YOUR GOAL:
I'd like the entries that follow repeated exactly, with the pictures left out.

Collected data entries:
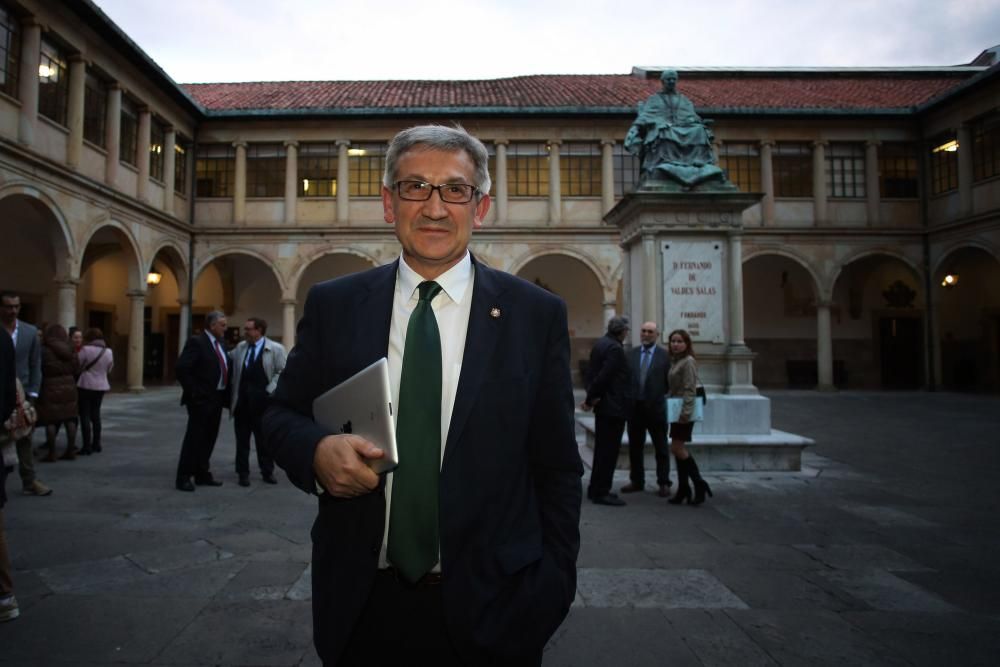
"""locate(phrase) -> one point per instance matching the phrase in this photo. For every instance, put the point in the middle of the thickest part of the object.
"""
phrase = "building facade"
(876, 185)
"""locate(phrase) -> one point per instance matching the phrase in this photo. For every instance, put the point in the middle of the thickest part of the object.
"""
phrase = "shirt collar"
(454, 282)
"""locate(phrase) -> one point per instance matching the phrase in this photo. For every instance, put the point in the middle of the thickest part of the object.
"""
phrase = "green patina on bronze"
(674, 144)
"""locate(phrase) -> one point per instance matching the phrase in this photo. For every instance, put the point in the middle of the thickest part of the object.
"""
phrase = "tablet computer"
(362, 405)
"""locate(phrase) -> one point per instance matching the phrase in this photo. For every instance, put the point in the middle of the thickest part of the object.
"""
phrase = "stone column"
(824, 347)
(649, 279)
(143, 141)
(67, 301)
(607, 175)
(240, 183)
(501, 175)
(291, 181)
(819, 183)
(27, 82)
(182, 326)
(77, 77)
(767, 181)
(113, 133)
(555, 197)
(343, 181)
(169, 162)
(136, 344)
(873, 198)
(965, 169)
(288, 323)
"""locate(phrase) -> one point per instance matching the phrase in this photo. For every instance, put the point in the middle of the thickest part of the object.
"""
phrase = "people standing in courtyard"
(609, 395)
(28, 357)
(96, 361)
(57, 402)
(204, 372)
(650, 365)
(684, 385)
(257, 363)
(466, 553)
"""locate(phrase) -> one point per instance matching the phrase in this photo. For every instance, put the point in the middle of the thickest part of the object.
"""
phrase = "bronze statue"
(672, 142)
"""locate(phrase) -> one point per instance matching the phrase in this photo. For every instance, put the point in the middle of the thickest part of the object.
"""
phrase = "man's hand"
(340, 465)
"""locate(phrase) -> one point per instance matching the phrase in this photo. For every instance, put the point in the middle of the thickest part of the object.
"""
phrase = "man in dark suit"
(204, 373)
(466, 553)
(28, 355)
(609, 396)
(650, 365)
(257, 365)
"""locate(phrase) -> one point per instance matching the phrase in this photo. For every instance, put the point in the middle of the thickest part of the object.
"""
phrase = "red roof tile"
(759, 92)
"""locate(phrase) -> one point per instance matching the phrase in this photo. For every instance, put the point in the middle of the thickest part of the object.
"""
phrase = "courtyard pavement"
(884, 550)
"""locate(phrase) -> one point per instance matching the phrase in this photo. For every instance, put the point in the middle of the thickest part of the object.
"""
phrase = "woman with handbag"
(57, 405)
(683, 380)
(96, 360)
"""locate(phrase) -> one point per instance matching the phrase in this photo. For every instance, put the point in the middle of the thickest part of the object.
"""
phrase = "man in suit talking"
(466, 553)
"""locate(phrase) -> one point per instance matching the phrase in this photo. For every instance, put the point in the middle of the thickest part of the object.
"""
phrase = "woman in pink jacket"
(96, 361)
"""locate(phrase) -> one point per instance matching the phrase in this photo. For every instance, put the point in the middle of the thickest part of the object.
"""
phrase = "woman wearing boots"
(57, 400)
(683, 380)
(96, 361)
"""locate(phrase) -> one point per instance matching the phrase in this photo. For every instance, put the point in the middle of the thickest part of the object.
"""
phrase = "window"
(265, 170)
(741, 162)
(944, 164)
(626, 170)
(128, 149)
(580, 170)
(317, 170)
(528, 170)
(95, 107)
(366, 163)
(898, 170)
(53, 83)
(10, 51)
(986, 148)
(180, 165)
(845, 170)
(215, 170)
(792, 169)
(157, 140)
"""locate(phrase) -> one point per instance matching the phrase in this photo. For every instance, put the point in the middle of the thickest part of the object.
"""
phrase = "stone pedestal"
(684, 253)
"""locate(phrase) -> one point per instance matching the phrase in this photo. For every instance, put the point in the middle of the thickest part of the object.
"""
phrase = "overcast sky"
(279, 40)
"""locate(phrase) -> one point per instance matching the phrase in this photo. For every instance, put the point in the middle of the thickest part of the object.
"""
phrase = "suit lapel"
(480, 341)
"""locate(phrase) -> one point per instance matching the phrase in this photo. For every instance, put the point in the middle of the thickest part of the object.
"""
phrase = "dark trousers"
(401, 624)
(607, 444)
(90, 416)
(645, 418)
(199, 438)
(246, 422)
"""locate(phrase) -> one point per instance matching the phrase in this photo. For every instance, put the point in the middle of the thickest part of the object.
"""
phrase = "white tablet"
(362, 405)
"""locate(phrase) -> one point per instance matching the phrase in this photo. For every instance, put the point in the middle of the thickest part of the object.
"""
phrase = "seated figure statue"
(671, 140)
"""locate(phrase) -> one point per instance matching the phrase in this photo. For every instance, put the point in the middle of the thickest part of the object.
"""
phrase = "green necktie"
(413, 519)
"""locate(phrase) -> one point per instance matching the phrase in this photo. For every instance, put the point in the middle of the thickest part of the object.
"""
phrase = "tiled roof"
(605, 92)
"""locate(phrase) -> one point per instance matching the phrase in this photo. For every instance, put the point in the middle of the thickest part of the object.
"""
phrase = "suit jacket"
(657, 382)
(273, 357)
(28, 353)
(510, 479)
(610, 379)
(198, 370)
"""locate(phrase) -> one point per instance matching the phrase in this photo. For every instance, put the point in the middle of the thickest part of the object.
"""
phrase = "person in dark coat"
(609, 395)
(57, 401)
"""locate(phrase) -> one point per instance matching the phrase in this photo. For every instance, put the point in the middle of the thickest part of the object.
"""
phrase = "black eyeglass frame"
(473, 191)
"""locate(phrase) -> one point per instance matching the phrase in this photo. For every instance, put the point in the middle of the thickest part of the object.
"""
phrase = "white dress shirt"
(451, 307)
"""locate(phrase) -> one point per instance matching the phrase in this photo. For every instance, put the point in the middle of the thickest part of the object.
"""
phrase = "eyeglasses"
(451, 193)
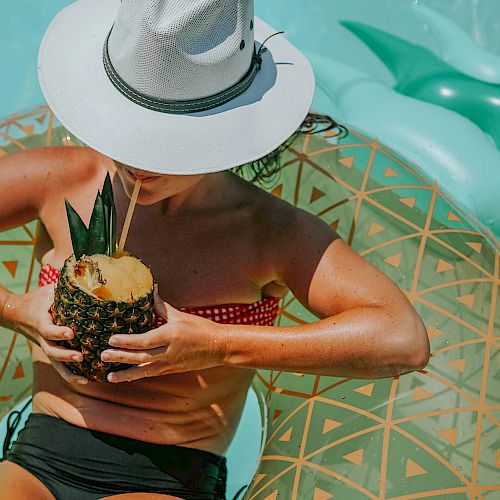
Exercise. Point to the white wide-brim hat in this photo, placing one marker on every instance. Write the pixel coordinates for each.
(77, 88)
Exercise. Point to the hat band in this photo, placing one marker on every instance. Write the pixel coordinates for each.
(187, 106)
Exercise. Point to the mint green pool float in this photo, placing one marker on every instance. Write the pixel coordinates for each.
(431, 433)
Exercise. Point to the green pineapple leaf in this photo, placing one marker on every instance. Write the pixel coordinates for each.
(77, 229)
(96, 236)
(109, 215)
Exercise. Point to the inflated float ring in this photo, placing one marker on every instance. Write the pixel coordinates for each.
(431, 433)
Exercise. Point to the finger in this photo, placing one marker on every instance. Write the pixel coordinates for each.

RESULT OF THE EXERCISE:
"""locate(phrase) -> one point per instance matching the phrase in this photo. For every instance, put the point in the middle of the thickest part of the object.
"""
phrase = "building facade"
(876, 185)
"""locate(phrase) -> one point per instance matching the phrase in this photo. For every instance, put the point in the middle of the thickest part of the object.
"""
phrase = "shirt collar"
(454, 282)
"""locate(phrase) -> one point per instance matching the phrase in this photo. For every instance, put the point in the middle of the thickest part of the object.
"""
phrase = "green patina on bronze"
(674, 144)
"""locate(phrase) -> one point per instance matching the phrase in this photo. For every instance, put the point in the middle of the thickest part of the object.
"""
phrase = "tablet computer"
(362, 405)
"""locate(phrase) -> one point per instance matching the phrase in this photo. For every instance, put the point in the middle of the thickest part of the object.
"""
phrase = "stone column"
(824, 347)
(649, 279)
(143, 141)
(67, 301)
(607, 175)
(240, 183)
(501, 175)
(291, 181)
(819, 183)
(27, 82)
(182, 326)
(77, 77)
(767, 181)
(113, 133)
(555, 197)
(343, 181)
(169, 162)
(136, 344)
(873, 198)
(965, 169)
(288, 323)
"""locate(phrase) -> one point per instance matching the phrase in this photo. For every instance, put the point in the middle of the thickest part of the object.
"""
phrase = "people standing in courtyard"
(609, 395)
(28, 357)
(96, 361)
(57, 402)
(204, 372)
(650, 365)
(684, 385)
(257, 363)
(466, 553)
"""locate(phrase) -> one point per instance matching the phrase in this photo. For every instance, put the point in the middle of the thickest part of the object.
"""
phrase = "bronze statue"
(672, 142)
"""locate(phrase) -> one point per instance matching the phrase in this photo. For every instance, put the point in the middle of the thickest part of the object.
"""
phrase = "man's hand"
(340, 465)
"""locate(phrase) -> one point per instance matching the phrase in this photo. For every instance, put the point in the middle of the thickest part of the object.
"""
phrase = "man in dark suit"
(204, 373)
(466, 553)
(28, 355)
(609, 396)
(650, 365)
(257, 365)
"""locate(phrase) -> one point per instance matching the phrase in this photo. For every instance, put the point in the middle of the thickest part of the object.
"""
phrase = "red roof tile"
(759, 92)
"""locate(phrase) -> one point per instance matching the phrase in this photo. For every instance, put the point in the middle of the thickest part of the object.
"""
phrase = "courtyard pavement"
(884, 550)
"""locate(phrase) -> one point per instance matching the phrase in this photo. For every instance, put the point in the middle of the thickest part of the object.
"""
phrase = "woman with handbag"
(57, 405)
(683, 380)
(96, 360)
"""locate(phrase) -> one point per instance matching the phrase in this photo. For every instance, put the point in the middle of the thickest part of the object.
"""
phrase = "man in suit talking"
(466, 553)
"""locate(phrase) -> one point per instance matching the phrase in this photo. For every instance, put the point in the middle of the thickest part of the object.
"""
phrase = "woman in pink jacket"
(96, 361)
"""locate(phrase) -> one point per instance matching the phrase in this photo. For every instance, put the point in the middle of the thickest part of the object.
"""
phrase = "woman wearing boots"
(57, 400)
(683, 380)
(96, 361)
"""locate(phrase) -> one point per instance matching the phrase in this photo. For every instance, put the point in the middle of the thickest part of the object.
"""
phrase = "window"
(265, 170)
(741, 162)
(944, 164)
(626, 170)
(128, 149)
(580, 170)
(317, 170)
(528, 170)
(95, 107)
(366, 163)
(898, 170)
(53, 83)
(10, 51)
(986, 148)
(180, 165)
(845, 170)
(215, 170)
(792, 169)
(157, 140)
"""locate(phrase) -> one point per instance matching the phrase in this photo. For every instance, put the point in the middle of the thickest part of the object.
"""
phrase = "stone pedestal"
(684, 253)
"""locate(phrase) -> one point per instance matching the phrase in this photo. For every instance, put the point in the middle of the thickest part of the object.
"""
phrase = "overcast sky"
(279, 40)
"""locate(phrase) -> one point per instance matching the phrase in this photo. For every instance, put the point in the middle of the thickest part of the object.
"""
phrase = "suit lapel"
(480, 341)
"""locate(phrase) -> one point per instance matching the phrase in this photo. For every instance, put the point in the middle of the thickest part of the object.
"""
phrase = "dark trousers"
(401, 624)
(607, 444)
(90, 416)
(645, 418)
(199, 438)
(246, 422)
"""locate(phrase) -> one point per instance matching the phrase in this photo. For every instance, put the point in the middle of the thickest part of the object.
"""
phrase = "white tablet"
(362, 405)
"""locate(phrase) -> one point per instance matching the phrase in this photo. For every instance, put the point in the middle of the thickest part of the object.
"""
phrase = "seated figure statue"
(671, 140)
"""locate(phrase) -> one point per instance matching the phrase in this photo. For every instance, put the point in the middle of the thickest part of the object.
"""
phrase = "green necktie"
(413, 519)
"""locate(phrase) -> one point per instance matching the phrase in this photo. For every instance, put the point in the middle of the thickest part of the object.
"""
phrase = "tiled roof"
(605, 92)
"""locate(phrase) -> one point per instance matching the phrase in this photo. For every instance, put the point in the middle of the thickest part of the object.
"""
phrase = "suit jacket"
(657, 382)
(273, 357)
(28, 353)
(510, 479)
(610, 379)
(198, 370)
"""locate(phrase) -> one point per instance matching the phrase in this photo. For every instance, put the point in the middle of the thickest part of the object.
"""
phrase = "person in dark coat"
(609, 395)
(57, 401)
"""locate(phrase) -> one point per instance matching the phrase in this photo. For every instance, put the point in the middle of the thickest part of the object.
"""
phrase = "black eyeglass frame"
(473, 191)
"""locate(phrase) -> one point per instance matching the phrase in this photo. For every instance, put the point in the middle of the thickest part of the object.
"""
phrase = "white dress shirt"
(451, 307)
"""locate(phrase) -> one point per instance matching the phrase in this photo. For every instance, put the point in the middle of the thickest part of the object.
"""
phrase = "eyeglasses"
(451, 193)
Exercise. Point to the white wide-brim hat in this photo, placing one marker on every instance. Write the pixel coordinates for each.
(77, 88)
Exercise. Point to the hat band in this photo, placing one marker on every instance. Write the pixel coordinates for each.
(187, 106)
Exercise. Point to the mint green pool float in this photo, placing one marker on every instance. Write the pixel coordinates for each.
(431, 433)
Exercise. Point to the green pineapple leaf in this photo, placing one marker on every instance. Write the pixel coordinates for each.
(77, 229)
(96, 236)
(109, 215)
Exercise. Point to the inflated float ring in this photo, placing one marker on every instance. Write the pixel coordinates for each.
(431, 433)
Exercise. Point to the finger in this photo, placing one marker on every instance. Write the pixel coordinates for each.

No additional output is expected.